[Point-per-instance localization data]
====================

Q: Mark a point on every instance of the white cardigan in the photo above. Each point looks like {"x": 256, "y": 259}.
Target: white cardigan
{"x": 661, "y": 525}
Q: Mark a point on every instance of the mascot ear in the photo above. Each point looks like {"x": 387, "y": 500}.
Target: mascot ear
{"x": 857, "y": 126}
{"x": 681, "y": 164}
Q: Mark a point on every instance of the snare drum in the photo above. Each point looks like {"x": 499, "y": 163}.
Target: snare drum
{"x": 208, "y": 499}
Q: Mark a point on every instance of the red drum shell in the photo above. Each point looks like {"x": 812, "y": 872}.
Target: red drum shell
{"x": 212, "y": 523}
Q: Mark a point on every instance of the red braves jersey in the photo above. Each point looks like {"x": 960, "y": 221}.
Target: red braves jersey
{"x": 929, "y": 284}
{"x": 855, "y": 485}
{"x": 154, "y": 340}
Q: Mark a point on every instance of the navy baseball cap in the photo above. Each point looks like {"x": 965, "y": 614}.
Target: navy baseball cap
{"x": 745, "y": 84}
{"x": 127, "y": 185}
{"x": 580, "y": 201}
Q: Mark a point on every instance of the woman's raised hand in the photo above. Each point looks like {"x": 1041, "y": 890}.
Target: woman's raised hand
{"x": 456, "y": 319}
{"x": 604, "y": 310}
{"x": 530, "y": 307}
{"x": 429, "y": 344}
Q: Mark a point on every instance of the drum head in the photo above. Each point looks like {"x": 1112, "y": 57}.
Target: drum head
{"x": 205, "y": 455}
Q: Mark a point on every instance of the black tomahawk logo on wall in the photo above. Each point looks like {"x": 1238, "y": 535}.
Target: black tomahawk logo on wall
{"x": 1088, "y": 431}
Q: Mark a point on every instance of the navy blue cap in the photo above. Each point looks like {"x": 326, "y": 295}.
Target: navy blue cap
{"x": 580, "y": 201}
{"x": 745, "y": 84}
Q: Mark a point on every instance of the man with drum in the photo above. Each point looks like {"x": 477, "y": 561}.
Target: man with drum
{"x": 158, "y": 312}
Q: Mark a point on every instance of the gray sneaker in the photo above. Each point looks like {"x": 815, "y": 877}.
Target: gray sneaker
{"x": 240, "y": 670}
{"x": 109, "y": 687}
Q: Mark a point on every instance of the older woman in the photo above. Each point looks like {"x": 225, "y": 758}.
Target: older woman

====================

Copy out all of the records shown above exactly.

• _PROBLEM SOLUTION_
Q: Mark a point on every instance of the white cardigan in the photo above. Each point looks like {"x": 256, "y": 259}.
Target: white cardigan
{"x": 661, "y": 525}
Q: Mark a point on every instance of the mascot ear in the photo above. Each point looks like {"x": 387, "y": 500}.
Target: mascot ear
{"x": 857, "y": 126}
{"x": 681, "y": 164}
Q: Mark a point on every instance of the snare drum in the photo above. Each point looks like {"x": 499, "y": 163}.
Target: snare drum
{"x": 208, "y": 499}
Q: Mark a point on every instance of the red drum shell in the photo above. Each point looks like {"x": 812, "y": 872}.
Target: red drum shell
{"x": 212, "y": 523}
Q: Mark a point on every instance of the red braves jersey in the photo above. Each point looks like {"x": 960, "y": 221}.
Target: red braves jersey
{"x": 929, "y": 284}
{"x": 855, "y": 485}
{"x": 154, "y": 340}
Q: Mark a point on every instance of the navy baseball cap in the photo above. Each point looks like {"x": 965, "y": 614}.
Target: navy baseball cap
{"x": 745, "y": 84}
{"x": 127, "y": 185}
{"x": 580, "y": 201}
Q: Mark a point on every instance of the woman's raised hand in the photo above. Each point looks like {"x": 1041, "y": 890}.
Target: woman's raised hand
{"x": 456, "y": 319}
{"x": 604, "y": 310}
{"x": 530, "y": 307}
{"x": 429, "y": 344}
Q: Mark a point on every instance of the drum head in the photo above. Each point looks like {"x": 1112, "y": 57}.
Target: drum head
{"x": 205, "y": 455}
Q: Mark a point on every instance of the black tomahawk logo on wall in the photo above. Each point looks like {"x": 1238, "y": 535}.
Target: black tomahawk logo on wall
{"x": 1088, "y": 431}
Q: Mark a point on every instance of the navy blue cap in the photo above. Each point looks like {"x": 326, "y": 295}.
Target: navy blue cap
{"x": 580, "y": 201}
{"x": 745, "y": 84}
Q: Mark a point on every instance of the man with drum in the photo above. Each point looks like {"x": 477, "y": 561}.
Target: man with drum
{"x": 158, "y": 312}
Q: Mark a point on every instance of the gray sneaker in the photo above. Each point looks like {"x": 815, "y": 877}.
Target: gray sneaker
{"x": 240, "y": 670}
{"x": 109, "y": 687}
Q: Mark a point on every instance of the older woman in the photo above. Each point looks like {"x": 225, "y": 758}.
Target: older woman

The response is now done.